Violencias que sufrimos desde la perspectiva de las víctimas

Abr 8, 2020

Texto publicado originalmente en Animal Político

“Hijo amado… te prometo:

No me rendiré, no me detendrán…”.

Sucedió en junio, 2013, el día 28 para ser exactos. La declaración del testigo dice que eran las 4 a.m. cuando unos hombres (suponemos que armados) se llevaron a mi hijo de la casa que le servía de oficina y residencia en un fraccionamiento de clase media en el puerto de Veracruz.

Como trasfondo sirve que dé una semblanza objetiva de mi hijo: Luis Guillermo Lagunes Díaz contaba en ese momento con 29 años, ya era un hombre independiente, empresario de eventos en los que también llevaba a cabo labores de DJ (oficio que aprendió desde la edad de 13 años). En ese momento era el DJ más popular de Veracruz. No estaba involucrado en asuntos de drogas, no las consumía ni las negociaba. Lo sé porque lo conozco y porque a la fecha el único investigado a fondo ha sido él. En decenas de declaraciones consta que mi hijo no tenía ningún vicio, y que no se dedicaba a nada ilícito. Lo enfatizo porque ese hecho me hizo creer que mi hijo estaba seguro trabajando en Veracruz. Reconozco que caí víctima del discurso de las autoridades en el sentido de que las desapariciones y homicidios solo les suceden a delincuentes. Este discurso tiene como propósito tanto que confiemos en que el Estado es seguro, como también que la sociedad y las víctimas no deben hacer exigencias de buscar a los culpables ni a las víctimas de dichos delitos. ¿Quién les va exigir que investiguen cuando las víctimas son delincuentes? Caí en el engaño y confiaba en que mi hijo, Luis Guillermo, estaba seguro porque, aunque como todos, con virtudes y defectos, era un joven trabajador, honesto.

» Consigna escrita 1:
Según el texto de lectura, ¿a qué edad aprendió Luis Guillermo Lagunes Díaz el oficio de DJ?
» Consigna escrita 2:
Prosigue el texto sobre la desaparición de Luis Guillermo Lagunes Díaz a partir de su última oración.
Los ítems no tienen ningún papel en esta lectura.

» Ítems proporcionados:
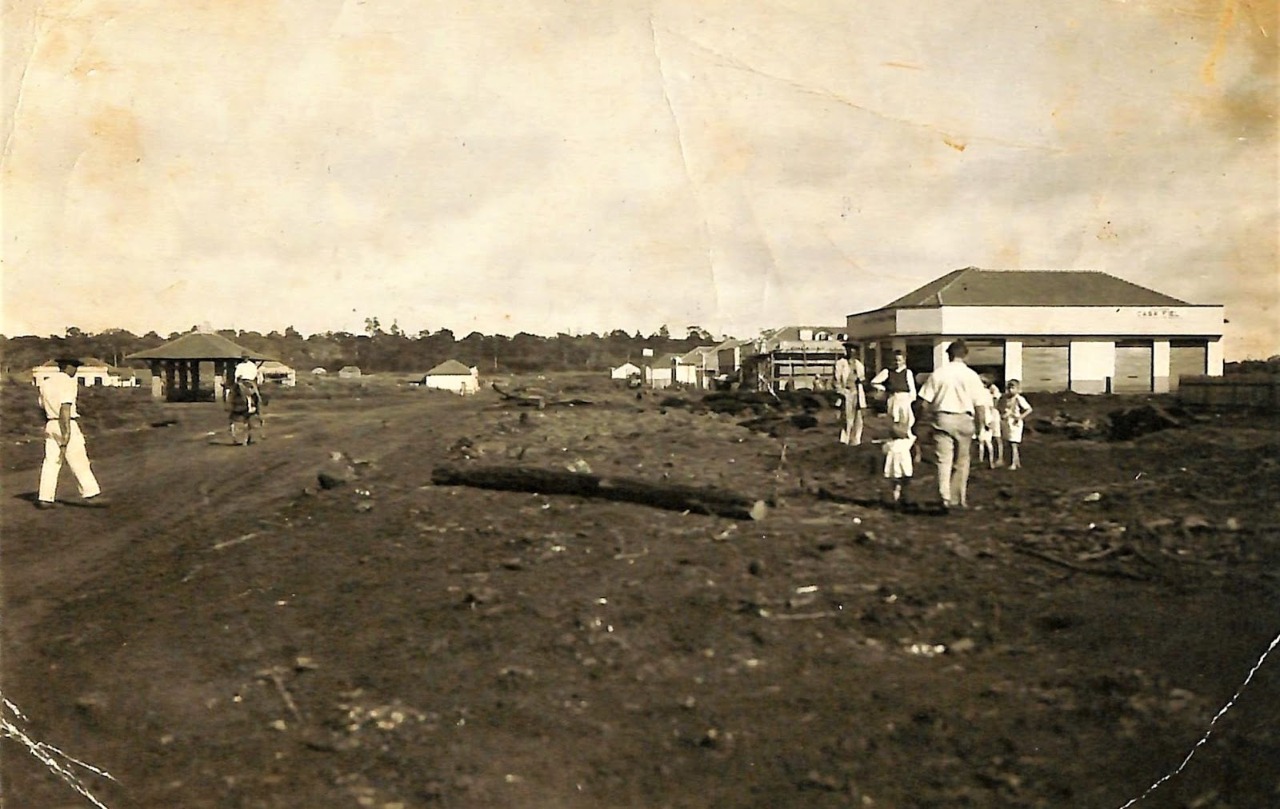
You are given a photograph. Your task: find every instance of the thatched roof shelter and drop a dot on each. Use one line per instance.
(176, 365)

==

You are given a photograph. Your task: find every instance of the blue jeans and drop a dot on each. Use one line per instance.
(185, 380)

--

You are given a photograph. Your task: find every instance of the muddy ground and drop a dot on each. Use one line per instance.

» Respuesta esperada 1:
A los 13 años.

» Respuesta esperada 2:
Por su trabajo ganaba un sueldo muy bueno que invertía en equipo y vehículos para el negocio. Los delincuentes vieron el producto de su esfuerzo y eso bastó para que lo secuestraran. Pidieron dinero y equipo, se les entregó el rescate pero no lo regresaron con nosotros. Es justo cuando voy a ver al ministerio público (MP) en Veracruz para poner la denuncia y el momento en que mi mundo colapsó: sentí de primera mano lo que es vivir en un país verdaderamente atrasado en temas de investigación e impartición de justicia; yo había vivido en el México de la aparente modernidad y estaba aislada totalmente de la realidad del México violento y despiadado, violencia que hoy en día sigue vigente.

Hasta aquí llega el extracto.